Written task 1 ->
State how many lines of the rows below contain the string "eyeglasses". Give only the number.

Document extract ->
-- -- --
BY AISHA HADEIJA, TEMI ADEGOROYE AND MOHAMMED MOMOH

Exactly 45 days after Nigeria welcomed a newly elected government, President Bola Ahmed Tinubu, on July 13, 2023, declared a national emergency on food security due to the sudden hike in food prices that has made basic items unaffordable to millions of Nigerians. This declaration is a stark reminder of the vulnerability of our food ecosystem, which several development programs and private-led sector-led initiatives continue to tackle.

In collaboration with the critical actors in the food and agriculture landscape, Sahel Consulting organised the first Food Systems Changemakers’ Conference in 2022 to discuss the need for immediate and comprehensive action from all sectors to address the food crisis in Nigeria. While the government’s acknowledgement of the crisis is a step in the right direction, we must adopt a unified approach to address the underlying issues to ensure our nation’s food security.

Nigeria’s Food Security Situation

Despite Nigeria gaining the status of a lower-middle income economy in 2014, Africa’s biggest economy with an estimated gross domestic product (GDP) of $441 billion and gross national income per capita of $2,085 in November 2022 has over 100 million people facing food insecurity.

How is it that a country where agriculture contributes 22% of the total GDP and employs over 80% of the population is in such a state?

Poor implementation of policies, insufficient resource allocation to the sector, and exposure to the shocking impact of climate change, such as flooding, droughts, and desertification, contribute to the increased prevalence of hunger and undernutrition in Nigeria. According to the World Food Program’s (WFP) Advanced Disaster Analysis and Mapping system, nearly 750,000 hectares of farmland were affected due to flooding in October 2022.
-- -- --
Data provided ->
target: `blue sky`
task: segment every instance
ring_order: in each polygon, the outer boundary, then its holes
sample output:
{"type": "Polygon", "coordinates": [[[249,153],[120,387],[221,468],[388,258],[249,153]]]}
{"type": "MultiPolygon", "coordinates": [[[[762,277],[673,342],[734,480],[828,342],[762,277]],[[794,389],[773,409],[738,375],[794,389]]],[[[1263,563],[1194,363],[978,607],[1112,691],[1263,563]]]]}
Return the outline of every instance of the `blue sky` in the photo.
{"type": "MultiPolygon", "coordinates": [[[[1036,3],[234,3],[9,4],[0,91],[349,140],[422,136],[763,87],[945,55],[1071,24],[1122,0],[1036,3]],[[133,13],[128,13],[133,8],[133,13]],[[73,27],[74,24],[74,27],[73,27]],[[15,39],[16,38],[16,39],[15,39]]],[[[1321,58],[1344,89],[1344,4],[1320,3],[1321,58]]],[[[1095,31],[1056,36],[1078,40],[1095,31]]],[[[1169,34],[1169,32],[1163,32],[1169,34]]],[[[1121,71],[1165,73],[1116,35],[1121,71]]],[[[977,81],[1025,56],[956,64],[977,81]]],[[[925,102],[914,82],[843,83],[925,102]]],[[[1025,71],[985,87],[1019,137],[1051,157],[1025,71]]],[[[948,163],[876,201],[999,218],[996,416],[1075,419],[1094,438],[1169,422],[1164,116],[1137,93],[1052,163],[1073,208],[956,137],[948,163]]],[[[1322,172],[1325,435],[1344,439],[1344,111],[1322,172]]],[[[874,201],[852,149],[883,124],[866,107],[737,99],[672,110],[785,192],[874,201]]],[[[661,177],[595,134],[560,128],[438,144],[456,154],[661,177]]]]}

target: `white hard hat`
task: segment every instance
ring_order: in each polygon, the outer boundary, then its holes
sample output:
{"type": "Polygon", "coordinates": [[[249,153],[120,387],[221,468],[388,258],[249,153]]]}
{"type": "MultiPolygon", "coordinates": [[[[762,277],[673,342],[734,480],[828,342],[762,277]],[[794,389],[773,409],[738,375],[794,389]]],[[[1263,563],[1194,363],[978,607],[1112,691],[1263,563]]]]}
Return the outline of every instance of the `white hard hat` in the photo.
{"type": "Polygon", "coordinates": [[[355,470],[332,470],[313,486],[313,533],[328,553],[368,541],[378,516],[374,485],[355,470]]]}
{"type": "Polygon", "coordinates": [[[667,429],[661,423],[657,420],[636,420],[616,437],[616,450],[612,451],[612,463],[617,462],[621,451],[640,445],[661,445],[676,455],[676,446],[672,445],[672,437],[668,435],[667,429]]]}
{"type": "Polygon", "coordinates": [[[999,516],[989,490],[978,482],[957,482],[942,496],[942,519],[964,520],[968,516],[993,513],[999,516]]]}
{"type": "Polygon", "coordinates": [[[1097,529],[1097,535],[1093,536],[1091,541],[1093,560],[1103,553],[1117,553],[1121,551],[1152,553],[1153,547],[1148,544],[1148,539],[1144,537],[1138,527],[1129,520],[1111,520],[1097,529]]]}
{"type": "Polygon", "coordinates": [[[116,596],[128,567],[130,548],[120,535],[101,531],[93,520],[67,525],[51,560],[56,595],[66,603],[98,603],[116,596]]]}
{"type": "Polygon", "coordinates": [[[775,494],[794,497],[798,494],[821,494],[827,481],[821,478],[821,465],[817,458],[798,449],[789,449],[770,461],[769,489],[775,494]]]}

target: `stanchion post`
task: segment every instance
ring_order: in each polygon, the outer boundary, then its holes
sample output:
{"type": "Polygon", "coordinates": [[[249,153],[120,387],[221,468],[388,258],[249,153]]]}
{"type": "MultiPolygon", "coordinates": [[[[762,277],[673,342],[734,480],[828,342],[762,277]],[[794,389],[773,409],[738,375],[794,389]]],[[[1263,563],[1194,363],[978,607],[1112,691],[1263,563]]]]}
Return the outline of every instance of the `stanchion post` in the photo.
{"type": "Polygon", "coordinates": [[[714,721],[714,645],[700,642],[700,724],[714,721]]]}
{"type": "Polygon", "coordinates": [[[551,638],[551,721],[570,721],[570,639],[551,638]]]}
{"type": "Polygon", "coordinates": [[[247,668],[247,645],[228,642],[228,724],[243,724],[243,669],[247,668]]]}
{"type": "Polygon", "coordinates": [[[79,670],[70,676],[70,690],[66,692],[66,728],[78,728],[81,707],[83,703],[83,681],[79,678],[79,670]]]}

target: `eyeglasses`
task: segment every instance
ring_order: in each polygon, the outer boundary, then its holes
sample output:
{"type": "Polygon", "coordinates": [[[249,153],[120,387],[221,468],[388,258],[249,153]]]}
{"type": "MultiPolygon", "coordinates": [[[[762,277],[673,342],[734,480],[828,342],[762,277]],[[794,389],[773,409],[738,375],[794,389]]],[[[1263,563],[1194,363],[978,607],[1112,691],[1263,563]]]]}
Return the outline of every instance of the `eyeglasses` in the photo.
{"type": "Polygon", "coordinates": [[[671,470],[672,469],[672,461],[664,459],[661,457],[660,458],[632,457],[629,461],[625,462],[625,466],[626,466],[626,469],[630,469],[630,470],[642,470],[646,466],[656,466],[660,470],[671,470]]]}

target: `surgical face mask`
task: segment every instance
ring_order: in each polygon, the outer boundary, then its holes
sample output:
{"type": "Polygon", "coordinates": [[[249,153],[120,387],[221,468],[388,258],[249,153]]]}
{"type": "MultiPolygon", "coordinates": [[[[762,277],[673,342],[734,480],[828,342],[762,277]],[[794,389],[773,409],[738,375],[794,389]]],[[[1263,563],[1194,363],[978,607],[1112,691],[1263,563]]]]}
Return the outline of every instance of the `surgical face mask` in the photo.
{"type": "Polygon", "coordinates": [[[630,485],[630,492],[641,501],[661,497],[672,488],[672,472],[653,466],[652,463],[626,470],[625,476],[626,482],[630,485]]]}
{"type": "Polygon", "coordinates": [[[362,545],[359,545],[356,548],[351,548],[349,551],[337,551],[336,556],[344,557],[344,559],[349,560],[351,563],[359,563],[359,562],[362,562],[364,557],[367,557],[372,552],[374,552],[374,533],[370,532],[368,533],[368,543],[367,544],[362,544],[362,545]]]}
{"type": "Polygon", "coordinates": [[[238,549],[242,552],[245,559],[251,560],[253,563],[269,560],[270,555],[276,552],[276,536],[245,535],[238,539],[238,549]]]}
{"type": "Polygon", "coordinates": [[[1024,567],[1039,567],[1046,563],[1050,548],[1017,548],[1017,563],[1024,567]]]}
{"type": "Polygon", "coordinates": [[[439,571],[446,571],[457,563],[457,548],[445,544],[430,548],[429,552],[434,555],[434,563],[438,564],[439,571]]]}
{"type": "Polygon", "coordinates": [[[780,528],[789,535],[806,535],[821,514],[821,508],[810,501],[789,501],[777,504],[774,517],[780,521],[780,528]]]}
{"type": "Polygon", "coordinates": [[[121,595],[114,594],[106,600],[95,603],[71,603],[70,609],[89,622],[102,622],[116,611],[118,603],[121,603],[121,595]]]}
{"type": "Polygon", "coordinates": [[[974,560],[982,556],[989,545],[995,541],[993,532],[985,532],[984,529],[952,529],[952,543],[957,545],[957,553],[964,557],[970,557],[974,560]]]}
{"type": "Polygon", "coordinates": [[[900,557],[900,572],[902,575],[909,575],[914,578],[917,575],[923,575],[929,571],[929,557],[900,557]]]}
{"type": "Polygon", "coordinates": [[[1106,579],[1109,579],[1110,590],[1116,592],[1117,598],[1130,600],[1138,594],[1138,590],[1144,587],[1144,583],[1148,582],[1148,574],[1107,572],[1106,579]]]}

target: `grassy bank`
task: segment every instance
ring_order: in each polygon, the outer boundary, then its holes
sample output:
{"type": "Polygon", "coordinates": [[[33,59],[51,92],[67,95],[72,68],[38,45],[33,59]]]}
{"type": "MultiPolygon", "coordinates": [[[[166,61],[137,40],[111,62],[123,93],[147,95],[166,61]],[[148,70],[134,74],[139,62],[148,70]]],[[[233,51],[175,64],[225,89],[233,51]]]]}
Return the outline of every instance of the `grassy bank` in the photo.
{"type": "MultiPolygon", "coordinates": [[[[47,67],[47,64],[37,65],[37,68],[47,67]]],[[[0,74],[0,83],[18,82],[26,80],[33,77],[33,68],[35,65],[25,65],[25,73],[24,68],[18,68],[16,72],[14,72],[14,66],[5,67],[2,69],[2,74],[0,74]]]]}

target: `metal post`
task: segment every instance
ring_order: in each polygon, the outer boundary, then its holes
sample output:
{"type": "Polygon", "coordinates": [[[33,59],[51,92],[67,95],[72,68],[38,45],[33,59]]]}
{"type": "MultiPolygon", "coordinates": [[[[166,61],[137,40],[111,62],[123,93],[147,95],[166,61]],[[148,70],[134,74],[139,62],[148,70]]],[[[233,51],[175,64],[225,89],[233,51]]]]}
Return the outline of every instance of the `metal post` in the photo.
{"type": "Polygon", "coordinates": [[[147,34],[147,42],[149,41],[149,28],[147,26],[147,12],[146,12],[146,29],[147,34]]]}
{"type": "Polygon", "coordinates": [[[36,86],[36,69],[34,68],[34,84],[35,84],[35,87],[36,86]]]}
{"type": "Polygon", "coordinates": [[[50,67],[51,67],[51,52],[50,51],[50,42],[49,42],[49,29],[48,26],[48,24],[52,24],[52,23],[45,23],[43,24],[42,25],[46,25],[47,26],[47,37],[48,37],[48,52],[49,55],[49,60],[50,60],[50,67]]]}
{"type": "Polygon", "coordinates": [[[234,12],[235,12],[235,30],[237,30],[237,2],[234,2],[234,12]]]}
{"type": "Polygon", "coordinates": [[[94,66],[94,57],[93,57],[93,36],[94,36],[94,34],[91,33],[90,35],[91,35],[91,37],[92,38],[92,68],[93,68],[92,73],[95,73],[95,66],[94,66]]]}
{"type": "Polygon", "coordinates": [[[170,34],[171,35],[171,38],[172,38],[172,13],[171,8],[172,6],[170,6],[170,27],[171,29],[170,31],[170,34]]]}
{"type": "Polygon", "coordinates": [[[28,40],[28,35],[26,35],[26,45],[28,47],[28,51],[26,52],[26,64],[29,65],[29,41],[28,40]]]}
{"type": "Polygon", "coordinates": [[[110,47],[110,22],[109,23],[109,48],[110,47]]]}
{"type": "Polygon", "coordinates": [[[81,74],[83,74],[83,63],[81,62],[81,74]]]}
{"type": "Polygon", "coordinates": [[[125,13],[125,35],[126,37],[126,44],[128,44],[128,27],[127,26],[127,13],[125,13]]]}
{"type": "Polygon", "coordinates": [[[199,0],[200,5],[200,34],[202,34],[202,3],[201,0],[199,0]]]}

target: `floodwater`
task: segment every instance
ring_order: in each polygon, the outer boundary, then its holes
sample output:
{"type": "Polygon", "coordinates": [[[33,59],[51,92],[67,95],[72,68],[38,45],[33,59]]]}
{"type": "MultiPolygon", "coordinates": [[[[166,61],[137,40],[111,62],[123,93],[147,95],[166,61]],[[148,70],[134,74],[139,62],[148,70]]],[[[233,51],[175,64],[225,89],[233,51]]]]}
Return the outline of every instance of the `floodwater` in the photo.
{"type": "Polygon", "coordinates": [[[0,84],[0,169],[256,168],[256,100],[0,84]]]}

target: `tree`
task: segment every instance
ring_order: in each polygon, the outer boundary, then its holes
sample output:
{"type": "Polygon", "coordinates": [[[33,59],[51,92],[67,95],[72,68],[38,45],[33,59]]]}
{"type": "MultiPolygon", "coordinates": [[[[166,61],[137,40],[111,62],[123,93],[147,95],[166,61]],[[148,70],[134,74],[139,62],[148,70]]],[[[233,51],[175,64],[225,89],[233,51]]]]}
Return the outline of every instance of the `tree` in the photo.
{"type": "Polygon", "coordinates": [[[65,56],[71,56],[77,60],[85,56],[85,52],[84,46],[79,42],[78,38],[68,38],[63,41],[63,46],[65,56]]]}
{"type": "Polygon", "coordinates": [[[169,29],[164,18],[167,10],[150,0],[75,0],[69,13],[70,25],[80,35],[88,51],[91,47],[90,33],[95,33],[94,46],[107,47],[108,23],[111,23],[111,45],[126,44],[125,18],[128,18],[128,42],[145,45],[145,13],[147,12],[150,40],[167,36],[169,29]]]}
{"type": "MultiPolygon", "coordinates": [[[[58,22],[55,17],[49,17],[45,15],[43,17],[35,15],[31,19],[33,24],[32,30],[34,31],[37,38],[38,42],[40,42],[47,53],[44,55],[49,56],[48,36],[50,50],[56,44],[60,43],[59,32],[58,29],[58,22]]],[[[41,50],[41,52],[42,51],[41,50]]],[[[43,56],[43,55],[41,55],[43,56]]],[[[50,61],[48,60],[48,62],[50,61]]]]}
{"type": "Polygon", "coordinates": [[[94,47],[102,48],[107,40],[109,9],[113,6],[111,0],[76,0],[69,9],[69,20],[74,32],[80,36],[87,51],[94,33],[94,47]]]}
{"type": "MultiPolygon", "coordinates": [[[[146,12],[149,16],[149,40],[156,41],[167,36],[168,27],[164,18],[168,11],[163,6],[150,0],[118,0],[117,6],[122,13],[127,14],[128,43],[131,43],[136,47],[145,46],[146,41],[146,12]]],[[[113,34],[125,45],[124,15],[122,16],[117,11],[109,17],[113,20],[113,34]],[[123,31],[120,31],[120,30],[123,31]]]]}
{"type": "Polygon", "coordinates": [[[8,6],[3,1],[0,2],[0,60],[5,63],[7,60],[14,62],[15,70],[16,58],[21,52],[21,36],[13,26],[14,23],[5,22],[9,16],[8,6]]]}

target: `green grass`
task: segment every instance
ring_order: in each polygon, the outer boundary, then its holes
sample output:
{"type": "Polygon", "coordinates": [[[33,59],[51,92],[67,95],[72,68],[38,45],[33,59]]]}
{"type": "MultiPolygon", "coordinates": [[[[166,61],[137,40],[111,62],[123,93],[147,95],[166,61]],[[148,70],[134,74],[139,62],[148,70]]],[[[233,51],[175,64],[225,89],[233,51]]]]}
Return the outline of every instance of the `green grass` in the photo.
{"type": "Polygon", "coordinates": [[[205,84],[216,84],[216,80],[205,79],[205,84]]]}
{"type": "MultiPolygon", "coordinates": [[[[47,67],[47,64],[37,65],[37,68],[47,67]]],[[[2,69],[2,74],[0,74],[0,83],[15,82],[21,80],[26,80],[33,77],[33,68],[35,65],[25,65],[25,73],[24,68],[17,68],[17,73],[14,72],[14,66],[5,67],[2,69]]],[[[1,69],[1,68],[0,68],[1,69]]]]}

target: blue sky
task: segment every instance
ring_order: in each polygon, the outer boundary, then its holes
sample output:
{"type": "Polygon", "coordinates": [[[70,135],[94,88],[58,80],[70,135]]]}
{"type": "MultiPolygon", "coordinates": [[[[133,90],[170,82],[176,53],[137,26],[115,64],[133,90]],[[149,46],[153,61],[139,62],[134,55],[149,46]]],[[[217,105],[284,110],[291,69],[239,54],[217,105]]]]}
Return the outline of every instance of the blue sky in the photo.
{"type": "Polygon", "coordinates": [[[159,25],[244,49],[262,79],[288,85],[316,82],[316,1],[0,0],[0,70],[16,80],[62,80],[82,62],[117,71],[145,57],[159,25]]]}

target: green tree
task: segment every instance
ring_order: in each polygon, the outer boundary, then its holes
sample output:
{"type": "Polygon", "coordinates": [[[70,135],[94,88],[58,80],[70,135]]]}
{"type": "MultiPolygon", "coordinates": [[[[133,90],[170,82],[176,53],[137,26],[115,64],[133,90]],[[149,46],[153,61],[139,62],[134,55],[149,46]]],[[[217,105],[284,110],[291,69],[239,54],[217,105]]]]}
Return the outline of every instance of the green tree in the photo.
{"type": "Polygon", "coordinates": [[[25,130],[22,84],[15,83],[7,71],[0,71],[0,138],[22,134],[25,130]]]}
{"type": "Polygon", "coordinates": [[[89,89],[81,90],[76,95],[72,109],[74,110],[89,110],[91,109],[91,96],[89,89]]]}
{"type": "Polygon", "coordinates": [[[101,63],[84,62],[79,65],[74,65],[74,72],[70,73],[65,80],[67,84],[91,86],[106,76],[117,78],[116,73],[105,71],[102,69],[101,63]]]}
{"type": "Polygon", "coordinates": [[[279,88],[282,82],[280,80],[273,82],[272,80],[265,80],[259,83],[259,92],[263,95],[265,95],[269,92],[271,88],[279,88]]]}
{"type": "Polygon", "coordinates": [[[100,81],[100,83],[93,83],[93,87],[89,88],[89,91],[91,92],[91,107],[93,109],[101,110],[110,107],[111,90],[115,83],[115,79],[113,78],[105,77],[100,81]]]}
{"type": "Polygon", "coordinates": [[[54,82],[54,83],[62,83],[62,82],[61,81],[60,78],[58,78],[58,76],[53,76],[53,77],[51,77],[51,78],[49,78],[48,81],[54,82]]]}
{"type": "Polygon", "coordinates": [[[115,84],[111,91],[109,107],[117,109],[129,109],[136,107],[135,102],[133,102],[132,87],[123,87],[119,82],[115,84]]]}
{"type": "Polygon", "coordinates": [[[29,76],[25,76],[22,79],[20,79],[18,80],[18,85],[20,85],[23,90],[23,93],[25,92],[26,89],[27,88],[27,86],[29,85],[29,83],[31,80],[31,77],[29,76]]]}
-- -- --
Written task 2 ->
Quote the food security article above, starting with "In collaboration with" and going on through "nation’s food security.".

Correct answer 1 ->
2

Correct answer 2 ->
In collaboration with the critical actors in the food and agriculture landscape, Sahel Consulting organised the first Food Systems Changemakers’ Conference in 2022 to discuss the need for immediate and comprehensive action from all sectors to address the food crisis in Nigeria. While the government’s acknowledgement of the crisis is a step in the right direction, we must adopt a unified approach to address the underlying issues to ensure our nation’s food security.